— Begin Data supplied —

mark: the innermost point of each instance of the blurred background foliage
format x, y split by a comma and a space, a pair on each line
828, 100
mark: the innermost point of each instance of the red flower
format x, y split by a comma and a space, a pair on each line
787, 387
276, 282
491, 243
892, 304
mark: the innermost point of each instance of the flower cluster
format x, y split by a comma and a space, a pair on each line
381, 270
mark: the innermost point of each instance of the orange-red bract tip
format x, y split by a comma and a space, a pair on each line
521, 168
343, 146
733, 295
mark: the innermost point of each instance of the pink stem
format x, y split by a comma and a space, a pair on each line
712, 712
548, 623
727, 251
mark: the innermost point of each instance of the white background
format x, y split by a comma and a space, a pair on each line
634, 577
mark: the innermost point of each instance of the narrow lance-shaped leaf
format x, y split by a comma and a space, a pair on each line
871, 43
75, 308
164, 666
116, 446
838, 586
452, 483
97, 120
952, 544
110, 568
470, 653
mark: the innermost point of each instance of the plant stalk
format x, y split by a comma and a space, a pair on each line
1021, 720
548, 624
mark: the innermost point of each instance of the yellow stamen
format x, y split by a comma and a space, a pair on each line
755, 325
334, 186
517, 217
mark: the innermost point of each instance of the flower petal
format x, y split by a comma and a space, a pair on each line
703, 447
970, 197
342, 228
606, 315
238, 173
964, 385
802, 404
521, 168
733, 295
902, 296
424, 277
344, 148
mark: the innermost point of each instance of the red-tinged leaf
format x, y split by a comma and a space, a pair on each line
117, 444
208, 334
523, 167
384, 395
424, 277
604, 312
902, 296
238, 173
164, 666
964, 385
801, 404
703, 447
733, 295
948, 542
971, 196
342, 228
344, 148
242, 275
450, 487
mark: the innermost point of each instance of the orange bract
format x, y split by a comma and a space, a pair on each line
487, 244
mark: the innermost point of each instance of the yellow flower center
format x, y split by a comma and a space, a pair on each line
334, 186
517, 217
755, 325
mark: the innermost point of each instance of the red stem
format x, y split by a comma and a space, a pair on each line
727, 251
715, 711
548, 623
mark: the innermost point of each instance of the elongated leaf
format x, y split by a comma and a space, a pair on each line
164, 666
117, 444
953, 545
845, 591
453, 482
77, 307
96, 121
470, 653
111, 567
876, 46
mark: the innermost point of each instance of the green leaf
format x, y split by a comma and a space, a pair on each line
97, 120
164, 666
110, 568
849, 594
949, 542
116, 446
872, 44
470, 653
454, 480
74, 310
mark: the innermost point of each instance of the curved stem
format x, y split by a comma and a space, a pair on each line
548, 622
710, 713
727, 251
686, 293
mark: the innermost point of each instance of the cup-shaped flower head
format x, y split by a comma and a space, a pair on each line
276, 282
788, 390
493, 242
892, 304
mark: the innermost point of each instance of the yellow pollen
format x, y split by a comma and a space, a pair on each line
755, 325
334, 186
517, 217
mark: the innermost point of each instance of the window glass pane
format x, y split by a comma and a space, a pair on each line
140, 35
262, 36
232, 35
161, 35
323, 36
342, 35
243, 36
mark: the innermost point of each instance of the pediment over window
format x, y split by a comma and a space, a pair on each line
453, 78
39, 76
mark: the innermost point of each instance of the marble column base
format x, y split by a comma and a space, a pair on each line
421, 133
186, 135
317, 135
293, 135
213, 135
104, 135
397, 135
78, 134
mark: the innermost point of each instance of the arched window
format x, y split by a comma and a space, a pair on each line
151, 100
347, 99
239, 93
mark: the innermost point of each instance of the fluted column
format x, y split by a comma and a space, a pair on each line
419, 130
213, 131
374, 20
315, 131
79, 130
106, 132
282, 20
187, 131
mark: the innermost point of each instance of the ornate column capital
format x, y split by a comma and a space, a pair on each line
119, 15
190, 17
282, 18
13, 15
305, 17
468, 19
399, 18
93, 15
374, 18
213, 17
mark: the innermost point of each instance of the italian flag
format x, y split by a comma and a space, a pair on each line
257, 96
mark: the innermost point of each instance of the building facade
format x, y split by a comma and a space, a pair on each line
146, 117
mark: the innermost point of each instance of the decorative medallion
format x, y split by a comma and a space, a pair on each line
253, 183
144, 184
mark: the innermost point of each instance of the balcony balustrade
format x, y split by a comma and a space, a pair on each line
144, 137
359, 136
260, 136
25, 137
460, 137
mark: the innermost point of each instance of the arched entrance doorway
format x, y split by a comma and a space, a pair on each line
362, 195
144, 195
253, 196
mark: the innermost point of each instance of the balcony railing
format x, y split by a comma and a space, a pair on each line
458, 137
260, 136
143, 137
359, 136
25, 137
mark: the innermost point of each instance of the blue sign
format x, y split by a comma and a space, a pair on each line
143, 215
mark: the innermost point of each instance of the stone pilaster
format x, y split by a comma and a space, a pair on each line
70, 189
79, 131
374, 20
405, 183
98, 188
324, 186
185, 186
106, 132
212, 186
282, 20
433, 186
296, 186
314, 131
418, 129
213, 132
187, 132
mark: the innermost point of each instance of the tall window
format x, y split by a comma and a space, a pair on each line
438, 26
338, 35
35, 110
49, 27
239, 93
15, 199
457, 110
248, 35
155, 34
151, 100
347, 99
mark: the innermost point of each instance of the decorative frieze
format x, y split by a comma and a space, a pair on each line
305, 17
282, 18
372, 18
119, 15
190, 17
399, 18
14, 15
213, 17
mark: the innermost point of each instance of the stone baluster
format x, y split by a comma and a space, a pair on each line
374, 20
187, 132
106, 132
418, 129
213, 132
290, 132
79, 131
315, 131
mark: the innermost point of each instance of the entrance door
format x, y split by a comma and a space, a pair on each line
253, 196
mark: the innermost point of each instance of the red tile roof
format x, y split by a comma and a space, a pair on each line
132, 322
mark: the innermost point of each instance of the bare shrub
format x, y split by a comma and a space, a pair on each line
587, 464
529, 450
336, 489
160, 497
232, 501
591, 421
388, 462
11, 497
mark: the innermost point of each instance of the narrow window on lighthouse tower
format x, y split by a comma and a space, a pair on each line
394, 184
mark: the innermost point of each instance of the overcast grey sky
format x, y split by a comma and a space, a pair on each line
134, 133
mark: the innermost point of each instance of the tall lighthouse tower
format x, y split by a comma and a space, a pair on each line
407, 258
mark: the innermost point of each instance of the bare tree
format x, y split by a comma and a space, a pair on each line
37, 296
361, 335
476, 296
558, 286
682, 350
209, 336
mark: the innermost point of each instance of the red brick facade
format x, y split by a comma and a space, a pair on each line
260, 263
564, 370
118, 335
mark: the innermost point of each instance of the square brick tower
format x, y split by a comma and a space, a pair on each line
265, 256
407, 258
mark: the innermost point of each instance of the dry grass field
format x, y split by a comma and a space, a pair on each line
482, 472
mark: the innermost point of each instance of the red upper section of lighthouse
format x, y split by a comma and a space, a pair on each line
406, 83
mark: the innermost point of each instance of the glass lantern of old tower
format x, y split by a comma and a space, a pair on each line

— End Data supplied —

### The exercise
Extract exactly the lines between the line containing "tall lighthouse tower" and the end of the data, including both.

### Written response
mark: the innermost point of each instance of the tall lighthouse tower
format x, y split by a comma and a space, a pair on each line
407, 258
mark: the innermost point of each instance of the bare tree
format x, y split by a comma and a space, a pair on each line
37, 296
361, 335
476, 296
558, 286
682, 350
209, 336
mark: the innermost point of each instance of the red brick facade
format x, y split by a comma and a space, a pair on each line
260, 263
564, 370
118, 335
mark: the innermost point of each instance of the square brick tower
format x, y split by a comma and a space, a pair on each line
265, 256
407, 258
mark: the innermost point of each instance of the dry grass field
format x, y split by a comma and a space, a pair on each line
482, 472
mark: the innermost point of each instance of the red upper section of lighthouse
format x, y split by a comma and a space, a pair on each line
406, 83
mark: the innermost point of each instance of the glass lantern of old tower
format x, y split by a comma and a space, a pair on each line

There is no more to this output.